# start of RECORDS FOR THIS EXERCISE

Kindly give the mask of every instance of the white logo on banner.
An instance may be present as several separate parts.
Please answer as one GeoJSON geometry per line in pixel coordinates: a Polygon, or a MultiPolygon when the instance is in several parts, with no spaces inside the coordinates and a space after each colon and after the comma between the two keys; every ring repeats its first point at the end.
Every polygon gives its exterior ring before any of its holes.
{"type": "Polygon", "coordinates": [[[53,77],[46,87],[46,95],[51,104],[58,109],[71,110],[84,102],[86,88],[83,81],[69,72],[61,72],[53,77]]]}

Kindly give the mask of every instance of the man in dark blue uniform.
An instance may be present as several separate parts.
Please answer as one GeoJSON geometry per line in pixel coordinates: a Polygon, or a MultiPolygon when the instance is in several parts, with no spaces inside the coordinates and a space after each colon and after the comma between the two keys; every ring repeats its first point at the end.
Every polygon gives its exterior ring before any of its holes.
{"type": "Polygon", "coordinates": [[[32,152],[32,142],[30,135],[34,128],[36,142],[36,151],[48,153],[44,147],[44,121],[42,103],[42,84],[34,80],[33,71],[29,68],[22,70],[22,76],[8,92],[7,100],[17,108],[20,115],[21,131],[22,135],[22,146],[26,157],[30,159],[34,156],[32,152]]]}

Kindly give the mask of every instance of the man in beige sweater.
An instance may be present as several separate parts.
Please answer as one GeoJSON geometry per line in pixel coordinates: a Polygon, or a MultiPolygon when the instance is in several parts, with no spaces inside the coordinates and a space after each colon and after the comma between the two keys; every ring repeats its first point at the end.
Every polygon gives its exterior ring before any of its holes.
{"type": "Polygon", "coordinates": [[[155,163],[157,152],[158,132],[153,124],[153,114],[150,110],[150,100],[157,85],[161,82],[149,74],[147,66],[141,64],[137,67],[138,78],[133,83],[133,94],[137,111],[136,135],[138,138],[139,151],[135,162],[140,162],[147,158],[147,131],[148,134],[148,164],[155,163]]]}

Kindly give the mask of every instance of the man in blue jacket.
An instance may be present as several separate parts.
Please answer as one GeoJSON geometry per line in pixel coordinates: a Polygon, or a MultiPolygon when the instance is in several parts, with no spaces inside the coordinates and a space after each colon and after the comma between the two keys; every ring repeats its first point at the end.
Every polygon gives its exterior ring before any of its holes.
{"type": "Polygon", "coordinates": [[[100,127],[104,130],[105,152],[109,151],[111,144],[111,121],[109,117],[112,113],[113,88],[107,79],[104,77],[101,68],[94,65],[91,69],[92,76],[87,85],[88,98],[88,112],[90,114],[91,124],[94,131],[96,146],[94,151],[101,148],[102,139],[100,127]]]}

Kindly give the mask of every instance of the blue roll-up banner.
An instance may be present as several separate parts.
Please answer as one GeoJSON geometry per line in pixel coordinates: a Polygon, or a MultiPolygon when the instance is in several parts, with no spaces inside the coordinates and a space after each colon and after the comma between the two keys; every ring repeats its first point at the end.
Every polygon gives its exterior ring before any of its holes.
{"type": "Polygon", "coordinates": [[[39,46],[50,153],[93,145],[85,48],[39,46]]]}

# end of RECORDS FOR THIS EXERCISE

### [SET EXERCISE]
From the listing above, reproduce all the lines exactly.

### [SOLVED PROBLEM]
Kindly give the mask of every instance of the white logo on banner.
An instance may be present as several separate parts.
Please answer as one GeoJSON geometry per line in pixel coordinates: a Polygon, or a MultiPolygon when the instance is in several parts, with no spaces inside the coordinates and a space after each colon and after the comma between the two keys; every ring repeats its first point at the end.
Every polygon gives its exterior ring before any of its holes.
{"type": "Polygon", "coordinates": [[[53,77],[46,87],[46,95],[51,104],[58,109],[71,110],[84,102],[86,88],[83,81],[69,72],[61,72],[53,77]]]}

Kindly give the mask of every instance of the man in dark blue uniform.
An instance may be present as several separate parts.
Please answer as one GeoJSON geometry per line in pixel coordinates: a Polygon, or a MultiPolygon when the instance is in several parts, with no spaces inside the coordinates and a space after each colon and after the comma between the two keys; every ring repeats its first point at the end.
Every polygon gives its exterior ring before any of its holes.
{"type": "Polygon", "coordinates": [[[32,152],[32,142],[30,135],[34,128],[36,142],[36,151],[48,153],[44,147],[44,121],[42,103],[42,84],[34,80],[33,71],[29,68],[22,70],[22,76],[8,92],[7,100],[17,108],[20,115],[21,131],[22,135],[22,146],[26,157],[30,159],[34,156],[32,152]]]}

Kindly give the mask of every instance of the man in beige sweater.
An instance may be present as several separate parts.
Please answer as one GeoJSON geometry per line in pixel coordinates: a Polygon, or a MultiPolygon when the instance is in several parts, with no spaces inside the coordinates and a space after each colon and after the comma between the two keys; every ring repeats its first point at the end.
Every polygon gives its exterior ring before any of its holes.
{"type": "Polygon", "coordinates": [[[155,163],[157,152],[158,132],[153,124],[153,114],[150,110],[150,100],[157,85],[161,82],[149,74],[147,66],[141,64],[137,67],[138,78],[133,83],[133,94],[137,111],[136,135],[138,138],[139,151],[135,162],[140,162],[147,158],[147,131],[148,134],[148,164],[155,163]]]}

Kindly give the mask of every instance of the man in blue jacket.
An instance may be present as several separate parts.
Please answer as one GeoJSON geometry per line in pixel coordinates: a Polygon, or a MultiPolygon when the instance is in several parts, with no spaces inside the coordinates and a space after each colon and after the comma between the two keys; every ring repeats its first point at the end.
Every polygon gives its exterior ring before any of its holes.
{"type": "Polygon", "coordinates": [[[100,127],[104,130],[105,152],[109,151],[111,144],[111,121],[109,117],[112,113],[113,88],[107,79],[104,77],[101,68],[94,65],[91,69],[92,76],[87,85],[88,98],[88,112],[90,114],[91,124],[94,131],[96,146],[94,151],[101,148],[102,139],[100,127]]]}

Kindly give the mask of every instance of the blue roll-up banner.
An instance may be present as several separate parts.
Please answer as one GeoJSON geometry per line in pixel coordinates: a Polygon, or a MultiPolygon when the instance is in several parts, with no spaces inside the coordinates and a space after each colon and after the comma between the two keys; every ring repeats its first point at the end.
Every polygon gives its exterior ring before any of its holes.
{"type": "Polygon", "coordinates": [[[39,46],[50,153],[93,145],[85,48],[39,46]]]}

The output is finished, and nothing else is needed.